» Excerto fornecido:
Mas sob esse prisma, quando criámos as organizações multilaterais, ainda poderia ser mais simples. Poderia ser, mas não é.
Mas não é. Porque, na verdade, os Estados são confrontados hoje em dia com dois desafios: um que está ao seu nível, que é o aparecimento de um conjunto de atores não estatais, mas que têm o mesmo poder dos atores estatais. Esta disseminação do poder ao nível daquilo que é a confrontação dos atores estatais está bem visível naquilo que é a confrontação hoje em dia entre Israel e o Hamas, ou entre Israel e o Hezbollah, ou o papel que determinadas personalidades podem ter de influência no próprio decurso das operações militares, como Elon Musk, que decidiu desligar a rede Star Link para impedir uma operação da Ucrânia. Portanto, o poder hoje em dia não está apenas ao nível dos Estados. Nos Estados apareceram exatamente com o mesmo nível de poder um conjunto de outros atores que não são Estados. Ora, qual é o problema destes novos atores? Do ponto de vista dos Estados, é que enquanto nós tínhamos Estados, tínhamos montado um sistema de regalias e de e de castigos que funcionam sobre os estados...
Regras, no fundo...
Exatamente. Mas este sistema de regalias e de castigos não funciona sobre os outros atores, porque não têm a mesma essência política que têm os Estados. Portanto, neste nível, os Estados perderam relevância a nível internacional. Mas não foi só aí. E este livro também traz este problema para aqui. É que quando nós falávamos de Estados, estávamos sobretudo a discutir interesses. Ora, entretanto, apareceram no interior dos Estados e na sociedade global as causas. E as causas são uma outra forma de retirar poder dos Estados.
E por vezes, as causas no interior dos Estados entram em choque com os próprios interesses dos Estados.
Exatamente. É muito isso, é cada vez mais frequente. Porquê? Porque há causas que são causas específicas, muito localizadas. E essas sempre as outras houve. Mas neste mundo digital, neste ciberespaço global, as causas também adquiriram uma dimensão global, isto é, passa a haver não apenas os habitantes de um determinado Estado a contestarem qualquer coisa, mas essa contestação assume um poder global. Há muita gente envolvida e a alimentar estas causas. E o alimentar as causas é muitas vezes através da militância, mas é também através dos fundos que são encaminhados para alimentar todas estas causas. Eu, aliás, mostro aqui, por exemplo, a importância que hoje em dia têm as ONGs em termos daquilo que é o volume de emprego que que em alguns países representam vários pontos percentuais do emprego criado; os empregos são criados através de ONGs. Estas ONGs são financiadas sobretudo através de pessoas que contribuem voluntariamente, anualmente ou periodicamente para as alimentar, isto é, naquilo que é a sociedade internacional. Hoje em dia não temos apenas aquela visão clássica dos interesses dos Estados que se confrontam entre si. Temos também novos atores com o mesmo poder dos Estados que trabalham no sistema internacional, mas também muitas causas, muitas delas fraturantes, que vão tentar destruir aquilo que é a solidez daquele edifício que o Estado pensava assente numa determinada nação que constituía, digamos, a sua base de poder. Essa base de poder também está a ser erodida pelas causas que vão aparecendo.

» Enunciado: Atualize o excerto em tudo o que vai de "Exatamente. Mas este" até "interesses dos Estados.", substituindo "interesses" por "objetivos", e reproduza essa parte. A listagem tem origem numa fonte distinta da do excerto.

» Dados fornecidos:
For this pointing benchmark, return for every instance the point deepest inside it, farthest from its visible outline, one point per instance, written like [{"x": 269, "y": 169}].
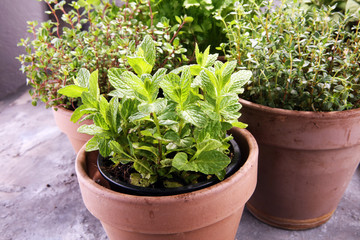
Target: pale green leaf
[
  {"x": 239, "y": 124},
  {"x": 211, "y": 162},
  {"x": 93, "y": 85},
  {"x": 140, "y": 65},
  {"x": 135, "y": 83},
  {"x": 72, "y": 91},
  {"x": 82, "y": 78},
  {"x": 90, "y": 129},
  {"x": 194, "y": 115}
]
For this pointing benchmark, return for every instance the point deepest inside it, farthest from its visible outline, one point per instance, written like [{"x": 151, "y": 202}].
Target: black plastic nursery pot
[{"x": 124, "y": 187}]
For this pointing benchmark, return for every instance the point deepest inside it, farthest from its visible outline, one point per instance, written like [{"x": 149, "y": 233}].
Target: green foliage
[
  {"x": 171, "y": 138},
  {"x": 55, "y": 55},
  {"x": 195, "y": 18},
  {"x": 302, "y": 59},
  {"x": 352, "y": 6}
]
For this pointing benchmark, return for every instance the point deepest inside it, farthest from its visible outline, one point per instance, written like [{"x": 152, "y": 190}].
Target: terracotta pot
[
  {"x": 211, "y": 213},
  {"x": 306, "y": 161},
  {"x": 62, "y": 118}
]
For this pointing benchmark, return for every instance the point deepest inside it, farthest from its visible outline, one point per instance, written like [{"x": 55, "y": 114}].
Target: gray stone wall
[{"x": 13, "y": 17}]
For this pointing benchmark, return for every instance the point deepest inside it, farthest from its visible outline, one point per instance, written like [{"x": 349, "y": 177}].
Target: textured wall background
[{"x": 13, "y": 17}]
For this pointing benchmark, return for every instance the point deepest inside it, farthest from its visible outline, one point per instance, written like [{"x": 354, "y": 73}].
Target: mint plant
[
  {"x": 302, "y": 59},
  {"x": 55, "y": 55},
  {"x": 172, "y": 139}
]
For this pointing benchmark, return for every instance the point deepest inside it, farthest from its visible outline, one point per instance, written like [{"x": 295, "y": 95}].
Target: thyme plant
[
  {"x": 301, "y": 59},
  {"x": 171, "y": 140},
  {"x": 55, "y": 55}
]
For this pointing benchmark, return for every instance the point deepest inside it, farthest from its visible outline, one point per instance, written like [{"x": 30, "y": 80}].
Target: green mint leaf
[
  {"x": 226, "y": 71},
  {"x": 185, "y": 85},
  {"x": 90, "y": 129},
  {"x": 137, "y": 180},
  {"x": 92, "y": 144},
  {"x": 104, "y": 105},
  {"x": 100, "y": 121},
  {"x": 237, "y": 81},
  {"x": 93, "y": 85},
  {"x": 140, "y": 65},
  {"x": 211, "y": 162},
  {"x": 170, "y": 86},
  {"x": 155, "y": 82},
  {"x": 80, "y": 111},
  {"x": 89, "y": 101},
  {"x": 72, "y": 91},
  {"x": 121, "y": 88},
  {"x": 239, "y": 124},
  {"x": 82, "y": 79},
  {"x": 208, "y": 145},
  {"x": 148, "y": 47},
  {"x": 135, "y": 83},
  {"x": 181, "y": 163},
  {"x": 194, "y": 115}
]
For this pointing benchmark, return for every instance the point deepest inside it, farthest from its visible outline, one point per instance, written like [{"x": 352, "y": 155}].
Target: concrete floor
[{"x": 40, "y": 197}]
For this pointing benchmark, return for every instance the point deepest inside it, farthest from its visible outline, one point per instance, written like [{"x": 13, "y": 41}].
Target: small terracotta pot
[
  {"x": 62, "y": 118},
  {"x": 306, "y": 161},
  {"x": 211, "y": 213}
]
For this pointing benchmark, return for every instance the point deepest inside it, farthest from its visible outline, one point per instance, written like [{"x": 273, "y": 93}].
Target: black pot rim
[{"x": 124, "y": 187}]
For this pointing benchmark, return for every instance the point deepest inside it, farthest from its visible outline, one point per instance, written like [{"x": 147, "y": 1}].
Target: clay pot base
[{"x": 289, "y": 224}]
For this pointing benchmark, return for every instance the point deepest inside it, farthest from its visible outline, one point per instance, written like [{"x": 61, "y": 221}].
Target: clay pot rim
[
  {"x": 196, "y": 195},
  {"x": 301, "y": 114}
]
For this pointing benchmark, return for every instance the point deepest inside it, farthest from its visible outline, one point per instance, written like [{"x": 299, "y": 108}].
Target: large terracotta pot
[
  {"x": 62, "y": 118},
  {"x": 211, "y": 213},
  {"x": 306, "y": 160}
]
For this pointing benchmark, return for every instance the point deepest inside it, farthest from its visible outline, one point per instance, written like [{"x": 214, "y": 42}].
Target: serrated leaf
[
  {"x": 148, "y": 47},
  {"x": 171, "y": 136},
  {"x": 77, "y": 114},
  {"x": 208, "y": 145},
  {"x": 140, "y": 65},
  {"x": 227, "y": 69},
  {"x": 153, "y": 150},
  {"x": 157, "y": 107},
  {"x": 104, "y": 148},
  {"x": 211, "y": 60},
  {"x": 121, "y": 88},
  {"x": 104, "y": 106},
  {"x": 88, "y": 100},
  {"x": 181, "y": 163},
  {"x": 92, "y": 144},
  {"x": 155, "y": 82},
  {"x": 169, "y": 85},
  {"x": 82, "y": 78},
  {"x": 194, "y": 115},
  {"x": 239, "y": 124},
  {"x": 138, "y": 180},
  {"x": 237, "y": 81},
  {"x": 93, "y": 85},
  {"x": 206, "y": 84},
  {"x": 100, "y": 121},
  {"x": 211, "y": 162},
  {"x": 72, "y": 91},
  {"x": 185, "y": 85},
  {"x": 90, "y": 129},
  {"x": 135, "y": 83}
]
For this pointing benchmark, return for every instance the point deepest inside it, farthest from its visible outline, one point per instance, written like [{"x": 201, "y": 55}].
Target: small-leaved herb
[{"x": 171, "y": 138}]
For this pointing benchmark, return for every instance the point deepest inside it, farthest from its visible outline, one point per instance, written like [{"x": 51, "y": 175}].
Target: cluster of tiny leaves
[
  {"x": 171, "y": 138},
  {"x": 55, "y": 55},
  {"x": 203, "y": 28},
  {"x": 301, "y": 59}
]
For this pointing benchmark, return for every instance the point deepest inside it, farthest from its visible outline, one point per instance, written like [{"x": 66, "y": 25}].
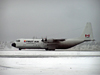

» Resolução:
Exatamente. Mas este sistema de regalias e de castigos não funciona sobre os outros atores, porque não têm a mesma essência política que têm os Estados. Portanto, neste nível, os Estados perderam relevância a nível internacional. Mas não foi só aí. E este livro também traz este problema para aqui. É que quando nós falávamos de Estados, estávamos sobretudo a discutir objetivos. Ora, entretanto, apareceram no interior dos Estados e na sociedade global as causas. E as causas são uma outra forma de retirar poder dos Estados.
E por vezes, as causas no interior dos Estados entram em choque com os próprios objetivos dos Estados.